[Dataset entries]
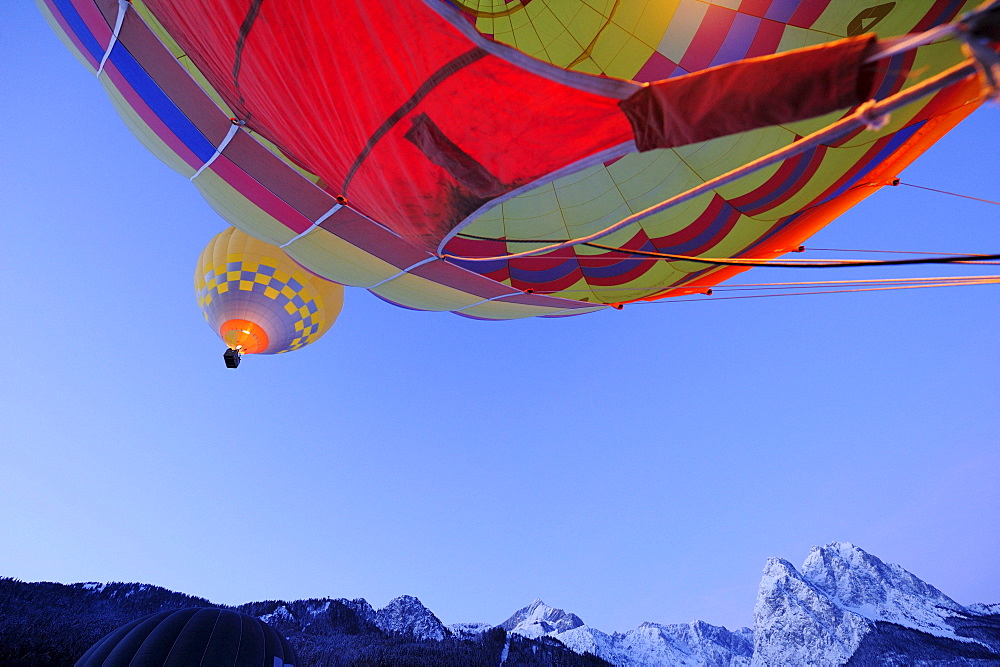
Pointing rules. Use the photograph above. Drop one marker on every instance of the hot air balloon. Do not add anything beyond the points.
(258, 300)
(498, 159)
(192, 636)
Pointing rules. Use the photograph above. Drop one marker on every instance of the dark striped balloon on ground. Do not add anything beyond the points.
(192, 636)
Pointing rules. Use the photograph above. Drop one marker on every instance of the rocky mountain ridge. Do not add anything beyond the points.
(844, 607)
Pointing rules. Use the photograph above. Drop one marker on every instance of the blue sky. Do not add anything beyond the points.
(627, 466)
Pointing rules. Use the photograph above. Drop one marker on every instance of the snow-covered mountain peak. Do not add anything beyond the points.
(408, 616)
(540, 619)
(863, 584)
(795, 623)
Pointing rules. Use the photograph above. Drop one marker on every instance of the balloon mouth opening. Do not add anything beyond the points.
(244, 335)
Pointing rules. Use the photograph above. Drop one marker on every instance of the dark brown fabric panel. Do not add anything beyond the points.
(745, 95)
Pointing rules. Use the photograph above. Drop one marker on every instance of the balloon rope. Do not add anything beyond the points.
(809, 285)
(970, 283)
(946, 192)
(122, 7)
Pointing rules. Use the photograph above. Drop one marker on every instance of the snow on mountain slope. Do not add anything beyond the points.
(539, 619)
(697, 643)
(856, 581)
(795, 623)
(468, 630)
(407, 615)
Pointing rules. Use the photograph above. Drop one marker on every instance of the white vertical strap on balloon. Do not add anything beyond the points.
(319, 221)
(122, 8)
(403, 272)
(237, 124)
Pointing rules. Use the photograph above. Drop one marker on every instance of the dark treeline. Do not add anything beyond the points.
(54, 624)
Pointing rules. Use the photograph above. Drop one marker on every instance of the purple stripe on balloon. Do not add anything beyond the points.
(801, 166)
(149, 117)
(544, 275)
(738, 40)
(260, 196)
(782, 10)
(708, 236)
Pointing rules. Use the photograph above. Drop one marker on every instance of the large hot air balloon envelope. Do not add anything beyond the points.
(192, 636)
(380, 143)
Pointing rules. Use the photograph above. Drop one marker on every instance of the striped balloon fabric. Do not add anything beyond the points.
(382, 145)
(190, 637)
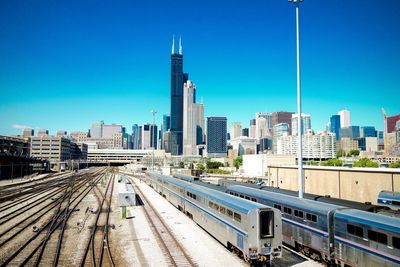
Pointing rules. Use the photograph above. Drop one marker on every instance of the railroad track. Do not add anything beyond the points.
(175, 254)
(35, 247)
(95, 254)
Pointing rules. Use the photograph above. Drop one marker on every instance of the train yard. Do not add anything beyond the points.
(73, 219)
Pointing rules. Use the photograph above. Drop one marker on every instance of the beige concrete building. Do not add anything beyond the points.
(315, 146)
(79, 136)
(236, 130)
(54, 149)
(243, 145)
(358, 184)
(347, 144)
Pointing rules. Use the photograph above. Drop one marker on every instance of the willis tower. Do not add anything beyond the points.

= What the exercise asks =
For this exercise, return the records above in full and exactly, omitting the images.

= Task result =
Pointing rules. Use the photograph above. Drop one marker on every instance of the hot air balloon. Do not add anything beyond the points.
(258, 300)
(498, 159)
(192, 636)
Pointing rules. Use the photograph above. Drop one marker on every instance of the dark striped balloon on ground. Do not add anything beyond the points.
(192, 636)
Pointing rules. Use the photograph above. Drop one marker on every instance of the rocky mountain ridge. Do not add anything beyond the points.
(844, 607)
Pointing rules. Use the photograph above. Drop one marker on every instance of the blue sky. Do not add anything beyond the points.
(627, 466)
Pointing rules. Use the photograph above. Drop one marker on every instance of the snow-covered mountain peak. Do not add anything beyond the points.
(408, 616)
(540, 619)
(863, 584)
(795, 623)
Pointing rules. Use the photograph above. Drop one marker on every instance of the balloon mouth opening. Do not add anything beyond the points.
(244, 335)
Pointing rules. Use the photograph above. Drop one marker on every instance of the dark brown fabric panel. Do not add anything beyond the points.
(745, 95)
Pointing rules. Use the photograph above. Drop one marker on every instance of the balloon rope. Do not add anything beyond the points.
(809, 285)
(970, 283)
(946, 192)
(122, 7)
Pointing rules. Use the photograph above. Drop one marker on every instance of the snow on mountain slope. Do not add anything beyond the points.
(539, 619)
(697, 643)
(856, 581)
(795, 623)
(468, 630)
(407, 615)
Pointing rules. Use the photograph above. Drop one marker on every instance of the white vertical strap on balloon. Do not add anything beyond the points.
(319, 221)
(122, 8)
(403, 272)
(237, 124)
Pointing rules. Use the photograph above. Drop one marker on every instance of the dark treeline. Do not add anything beyond the points.
(54, 624)
Pointing rules. Use the photograph above. Drop one marker on every instance of the purple stripe on balloon. Do not add anything beyond the points.
(801, 166)
(149, 117)
(544, 275)
(738, 40)
(260, 196)
(782, 10)
(708, 236)
Pointing rules. Use the photograph above. Drop one marker on every instance of the large hot air balloon envelope. Do not add anything beyond the points.
(192, 636)
(380, 143)
Pointing rules. Use the photograph above. Drop one marker on every instance of the striped balloon fabric. Do not add anything beyond the points.
(382, 145)
(190, 637)
Pointing rules. Use the photograph above. Drop one marker on every instance of the railroad track. Do not add anything beyond the points.
(175, 254)
(35, 247)
(95, 254)
Pointing rules. Use the photograph above. Drop one marker on every instance of the train yard. Do not add anything beyond the points.
(73, 219)
Pointing rules. Use the photograph above. Drop one marker on every instance of the beige concrete building. Do not add anything beyond the points.
(315, 146)
(79, 136)
(236, 130)
(54, 149)
(243, 145)
(358, 184)
(347, 144)
Pointing rules. Use the photograph above. Drop one marker on every instance of the willis tower. Do not add anything beyond the points.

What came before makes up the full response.